_WORK REQUIRED_.
Carry on the piece below about sustainability education and the conference talk, picking up after its last sentence; the data that follows it is not part of the piece.

_DOCUMENT_.
______________________________
Schools, and I include universities, come to her with a proposal and she asks “ What is the benefits for your community and show me how they support you.” If they cannot show the connections they are sent away. Her Minister is so impressed with the gains in sustainable practices he has offered her a billion dollar package to work with. She has refused to take it up, as she believes that sustainable change best comes from communities and it is more vital that the Government really supports this ideal.
The cracking of the jaws dropping onto desks in disbelief was hilarious. Conference delegates are stunned that anyone might turn down a billion dollars in Environmental Education. Coming from the community-owned Bulk electricity days I understand the wisdom of what she does. I think of our current anti-community, fragmented and secretive Bulk-electricity structure and our hostile Parliament. I think of our fragmented competitive school system with institutions scrambling over top of each other as they strive for student numbers and funds. I think of how our formal Environmental Industry is riddled with intellectual dishonesty and PR spin as each sector in it scrabbles and fights to keep its pet project alive.
Jenny was confronted with this too and yet now has university professors and graduate students enthused to share their knowledge with their colleagues and communities. Principals no longer dread the topic and instead delight in talking to their communities of their work in making their campuses more sustainable. Some schools are even off the Bulk-electricity grid and place zero demand on local stormwater and waste infrastructures. Her big focus is on identifying and publicly acknowledging good critical thinking, no matter how small the campus.
I ask does she work with private companies and if so how does she prevent them using the programmes for Spin and Greenwash purposes? She replies that at first the CEOs would ring her up and she would just put the phone down on them. They got the message. This said, she does involve some private companies but she identifies the good ones. It is she who approaches them and it is all on her terms. An example is the world’s largest photovoltaic panel manufacturer. She describes the guys running it as just a bunch of engineers out to create a most sustainable product who happen to have made a lot of money doing it. They were happy to be involved and there was never any thought that their company’s name would be in anyway linked.
For me, Jenny is an example of the power of the individual, of the community, of our schools, of a small island people to show the world a sustainable future.
Afterwards I notice a small phenomenon. A few people begin coming up to me saying that I must feel my ideas are at last being supported. I am kind of surprised as I had little inkling that they knew the ideas I promote. I guess some NZAEE exec bods might have read my submission to the conference. Though NZers visit my website I rarely observe them there. The bulk of my readers are overseas where I have noted people spending up to 9 hours over two days on it.
______________________________
_DATASET_.
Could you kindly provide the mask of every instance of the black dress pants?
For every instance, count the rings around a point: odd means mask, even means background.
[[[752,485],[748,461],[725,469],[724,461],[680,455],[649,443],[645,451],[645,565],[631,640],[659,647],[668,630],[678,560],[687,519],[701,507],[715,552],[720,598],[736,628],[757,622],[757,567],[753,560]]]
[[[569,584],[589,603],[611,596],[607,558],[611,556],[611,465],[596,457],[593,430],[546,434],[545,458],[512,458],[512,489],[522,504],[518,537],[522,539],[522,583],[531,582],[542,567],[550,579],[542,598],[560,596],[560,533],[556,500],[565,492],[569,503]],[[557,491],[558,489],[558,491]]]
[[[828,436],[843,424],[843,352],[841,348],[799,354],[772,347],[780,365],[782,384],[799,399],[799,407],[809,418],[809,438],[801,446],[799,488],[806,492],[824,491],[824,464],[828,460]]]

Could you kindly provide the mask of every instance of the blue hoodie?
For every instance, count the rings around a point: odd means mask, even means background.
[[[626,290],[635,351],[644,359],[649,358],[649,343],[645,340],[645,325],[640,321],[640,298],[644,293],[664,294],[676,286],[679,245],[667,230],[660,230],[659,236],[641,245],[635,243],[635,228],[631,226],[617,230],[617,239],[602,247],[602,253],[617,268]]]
______________________________
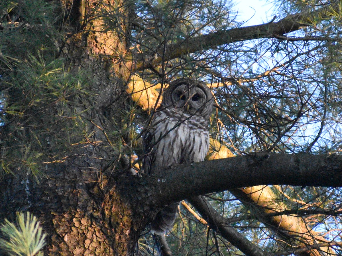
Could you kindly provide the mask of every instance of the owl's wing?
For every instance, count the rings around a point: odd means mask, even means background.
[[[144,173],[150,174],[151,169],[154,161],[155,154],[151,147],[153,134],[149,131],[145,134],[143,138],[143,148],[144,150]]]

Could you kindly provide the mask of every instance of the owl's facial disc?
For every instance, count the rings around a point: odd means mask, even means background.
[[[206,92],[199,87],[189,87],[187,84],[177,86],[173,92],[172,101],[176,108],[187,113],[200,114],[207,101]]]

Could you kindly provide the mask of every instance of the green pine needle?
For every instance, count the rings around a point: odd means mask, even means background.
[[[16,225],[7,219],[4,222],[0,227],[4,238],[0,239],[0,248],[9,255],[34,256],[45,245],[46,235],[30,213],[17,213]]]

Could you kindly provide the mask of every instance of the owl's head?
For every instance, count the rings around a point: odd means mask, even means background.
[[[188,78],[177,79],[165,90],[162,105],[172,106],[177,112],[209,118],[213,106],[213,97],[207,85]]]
______________________________
_WRITTEN RESPONSE_.
(I mentioned this to a mate and when he hears one extended visitor is Virginia-based he laughed and says that is where the headquarters of the CIA is based. Yeah, well. I am well aware of the mass misery that the Agency causes. Then again their intelligence must surely be revealing that our present systems and activities are leading to an inevitable mass collapse of civilisation. Maybe someone there loves their child and wishes more for it and finds hope visiting my website?)
At the end of the conference a teacher asks if she can see the Energy Action programme. She wants to teach about “energy” and carbon. I have bought a dozen teaching posters with me and I pass them by her back at the hostel. A couple of other delegates happen in on our discussion, including the president of the NZAEE. I think they are amazed at the scale of the thinking in the resource and I have to tell them much of it is already superseded. It certainly is in my mind.
Before I leave Auckland I visit the SkyTower like a good little tourist. Noble attempts are being made to wean Auckland city from its severe oil addicted ways. One of my first acts on arriving had been to pay homage to the new Britomart rail centre. I admire the millions of dollars of sculpturing though the dead punga trees had a sad effect. Perhaps they died in sympathy with the dead train sitting at the platform. Periodically the line of people sitting glumly on their handbags and satchels were informed that mechanical breakdown would mean a twenty-minute delay. I do not know how many twenty minutes that was on top of. No train came or went while I was there.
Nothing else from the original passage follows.